» Entries
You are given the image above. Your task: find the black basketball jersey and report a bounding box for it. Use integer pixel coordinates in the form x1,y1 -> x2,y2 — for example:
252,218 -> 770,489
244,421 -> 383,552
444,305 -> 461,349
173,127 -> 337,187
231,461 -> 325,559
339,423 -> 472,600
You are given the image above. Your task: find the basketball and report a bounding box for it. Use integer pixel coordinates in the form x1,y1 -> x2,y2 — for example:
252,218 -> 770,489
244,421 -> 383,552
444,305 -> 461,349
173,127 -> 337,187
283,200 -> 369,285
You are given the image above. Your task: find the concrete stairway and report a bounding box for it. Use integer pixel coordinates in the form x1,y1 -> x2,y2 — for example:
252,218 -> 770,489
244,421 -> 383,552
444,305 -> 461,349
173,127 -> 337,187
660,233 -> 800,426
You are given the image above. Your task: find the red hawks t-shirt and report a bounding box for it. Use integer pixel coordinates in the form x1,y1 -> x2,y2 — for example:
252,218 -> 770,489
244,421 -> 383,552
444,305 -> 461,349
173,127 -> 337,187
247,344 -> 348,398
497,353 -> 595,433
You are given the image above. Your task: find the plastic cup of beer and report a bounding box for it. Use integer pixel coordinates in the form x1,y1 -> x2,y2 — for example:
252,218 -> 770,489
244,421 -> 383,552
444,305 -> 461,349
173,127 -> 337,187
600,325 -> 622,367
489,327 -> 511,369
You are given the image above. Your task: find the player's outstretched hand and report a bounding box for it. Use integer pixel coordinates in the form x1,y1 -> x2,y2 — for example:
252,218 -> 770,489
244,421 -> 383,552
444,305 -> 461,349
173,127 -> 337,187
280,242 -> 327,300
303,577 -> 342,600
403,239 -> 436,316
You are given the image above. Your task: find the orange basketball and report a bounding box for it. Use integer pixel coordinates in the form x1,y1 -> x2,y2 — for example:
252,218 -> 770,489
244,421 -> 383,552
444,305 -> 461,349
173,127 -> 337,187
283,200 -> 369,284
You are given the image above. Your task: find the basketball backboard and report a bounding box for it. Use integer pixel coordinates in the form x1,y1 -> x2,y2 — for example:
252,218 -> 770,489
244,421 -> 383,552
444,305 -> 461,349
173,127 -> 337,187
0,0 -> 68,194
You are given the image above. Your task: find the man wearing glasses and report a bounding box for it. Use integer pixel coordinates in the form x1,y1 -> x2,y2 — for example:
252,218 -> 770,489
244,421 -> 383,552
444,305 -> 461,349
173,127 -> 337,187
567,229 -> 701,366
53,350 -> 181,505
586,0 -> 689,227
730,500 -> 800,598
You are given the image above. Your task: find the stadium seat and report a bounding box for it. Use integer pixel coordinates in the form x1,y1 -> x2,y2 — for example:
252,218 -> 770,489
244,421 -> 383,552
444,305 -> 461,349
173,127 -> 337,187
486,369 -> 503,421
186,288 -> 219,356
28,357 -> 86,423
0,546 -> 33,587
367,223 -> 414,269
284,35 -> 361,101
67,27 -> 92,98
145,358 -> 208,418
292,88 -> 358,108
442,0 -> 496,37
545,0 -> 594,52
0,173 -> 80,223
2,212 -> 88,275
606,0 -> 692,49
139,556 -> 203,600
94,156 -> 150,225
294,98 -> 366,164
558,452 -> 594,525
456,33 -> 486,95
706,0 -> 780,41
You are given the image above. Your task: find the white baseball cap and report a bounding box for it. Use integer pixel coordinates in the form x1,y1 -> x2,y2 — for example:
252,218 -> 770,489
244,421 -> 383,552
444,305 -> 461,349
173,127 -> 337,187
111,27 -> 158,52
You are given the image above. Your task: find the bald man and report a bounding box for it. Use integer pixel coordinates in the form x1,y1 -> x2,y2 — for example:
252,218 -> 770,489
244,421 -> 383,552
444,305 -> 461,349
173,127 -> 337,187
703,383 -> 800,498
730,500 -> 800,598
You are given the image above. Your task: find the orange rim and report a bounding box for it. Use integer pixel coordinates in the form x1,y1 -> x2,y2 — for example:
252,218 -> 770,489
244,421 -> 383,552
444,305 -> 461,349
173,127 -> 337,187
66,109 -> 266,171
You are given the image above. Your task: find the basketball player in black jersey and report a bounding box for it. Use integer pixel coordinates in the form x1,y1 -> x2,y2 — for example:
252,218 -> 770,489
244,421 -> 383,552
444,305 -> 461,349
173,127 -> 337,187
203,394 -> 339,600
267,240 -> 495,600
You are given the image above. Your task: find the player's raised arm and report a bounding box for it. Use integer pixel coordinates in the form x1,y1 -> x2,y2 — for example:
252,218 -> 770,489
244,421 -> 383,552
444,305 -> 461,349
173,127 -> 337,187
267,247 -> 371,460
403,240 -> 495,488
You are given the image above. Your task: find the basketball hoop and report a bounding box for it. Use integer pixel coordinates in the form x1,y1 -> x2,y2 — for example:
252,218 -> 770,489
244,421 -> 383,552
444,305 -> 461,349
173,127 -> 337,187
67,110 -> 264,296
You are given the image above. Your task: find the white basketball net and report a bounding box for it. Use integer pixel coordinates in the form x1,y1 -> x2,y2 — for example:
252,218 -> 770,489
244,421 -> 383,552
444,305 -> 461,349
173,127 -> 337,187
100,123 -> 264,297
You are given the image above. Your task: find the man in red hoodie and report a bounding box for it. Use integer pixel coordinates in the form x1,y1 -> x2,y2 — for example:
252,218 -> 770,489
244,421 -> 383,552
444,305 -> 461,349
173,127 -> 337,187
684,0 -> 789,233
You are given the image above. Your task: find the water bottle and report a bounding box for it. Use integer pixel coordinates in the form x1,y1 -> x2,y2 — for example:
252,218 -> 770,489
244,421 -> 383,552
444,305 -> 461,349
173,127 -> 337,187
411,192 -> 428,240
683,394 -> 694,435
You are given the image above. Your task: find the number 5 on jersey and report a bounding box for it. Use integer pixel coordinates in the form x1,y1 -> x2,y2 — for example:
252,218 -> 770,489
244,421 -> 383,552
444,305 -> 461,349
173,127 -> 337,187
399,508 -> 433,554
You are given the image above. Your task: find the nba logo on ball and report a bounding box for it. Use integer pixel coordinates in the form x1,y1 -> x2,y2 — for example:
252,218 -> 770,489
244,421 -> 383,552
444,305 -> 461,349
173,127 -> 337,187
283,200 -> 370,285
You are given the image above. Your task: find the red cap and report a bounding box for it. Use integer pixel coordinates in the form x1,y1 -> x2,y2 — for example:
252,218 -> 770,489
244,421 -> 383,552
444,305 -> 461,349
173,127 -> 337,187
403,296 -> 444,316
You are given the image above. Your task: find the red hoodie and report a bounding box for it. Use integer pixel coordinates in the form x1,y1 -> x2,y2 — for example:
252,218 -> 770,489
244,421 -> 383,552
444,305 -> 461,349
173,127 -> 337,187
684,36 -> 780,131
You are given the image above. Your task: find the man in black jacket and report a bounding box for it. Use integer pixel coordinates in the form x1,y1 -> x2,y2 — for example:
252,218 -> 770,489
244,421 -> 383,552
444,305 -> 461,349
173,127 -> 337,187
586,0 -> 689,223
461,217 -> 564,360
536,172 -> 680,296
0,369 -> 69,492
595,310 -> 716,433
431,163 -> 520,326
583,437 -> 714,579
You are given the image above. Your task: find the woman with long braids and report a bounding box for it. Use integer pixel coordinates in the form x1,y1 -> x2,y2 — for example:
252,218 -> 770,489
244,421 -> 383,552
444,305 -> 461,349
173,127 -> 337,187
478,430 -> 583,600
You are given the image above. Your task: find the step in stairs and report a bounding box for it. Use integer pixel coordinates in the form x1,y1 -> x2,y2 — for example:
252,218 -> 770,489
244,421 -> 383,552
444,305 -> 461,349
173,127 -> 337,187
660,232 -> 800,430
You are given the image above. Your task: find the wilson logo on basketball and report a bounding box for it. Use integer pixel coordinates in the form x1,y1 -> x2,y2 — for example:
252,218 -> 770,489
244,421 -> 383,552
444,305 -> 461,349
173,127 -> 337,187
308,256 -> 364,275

» Problem requirements
Between the line holding "the basketball player" and the line holding "100,123 -> 264,297", inclusive, write the data out again with "raised" swapped for "lifted" and everything else unchanged.

» Output of the exercise
You are given the image above. Your task: find the basketball player in black jersey and report a bounding box for it. Use integer pixel coordinates in the form x1,y1 -> x2,y2 — for example:
252,218 -> 770,489
244,421 -> 383,552
444,305 -> 461,349
173,127 -> 337,187
203,394 -> 339,600
267,240 -> 495,600
You are given the image above. Your task: find the player's lifted arm and report a bounding box for it. Use integer pixel coordinates in the form x1,y1 -> x2,y2 — for example:
252,218 -> 770,489
244,421 -> 383,552
444,305 -> 461,349
173,127 -> 337,187
267,247 -> 371,460
403,240 -> 495,488
You are given the image above. Your task: find the basketball hoop and report a bounding box for it. Use integer pixel coordinates in the form x1,y1 -> x2,y2 — for example:
252,218 -> 770,489
244,421 -> 383,552
444,305 -> 461,349
173,127 -> 337,187
67,110 -> 264,296
You are given the image above. Your task: find the white basketball net and report a bounding box for it. Use integer pixel coordinates in the form x1,y1 -> x2,y2 — for example:
252,218 -> 770,489
244,421 -> 383,552
444,305 -> 461,349
173,127 -> 337,187
100,123 -> 264,297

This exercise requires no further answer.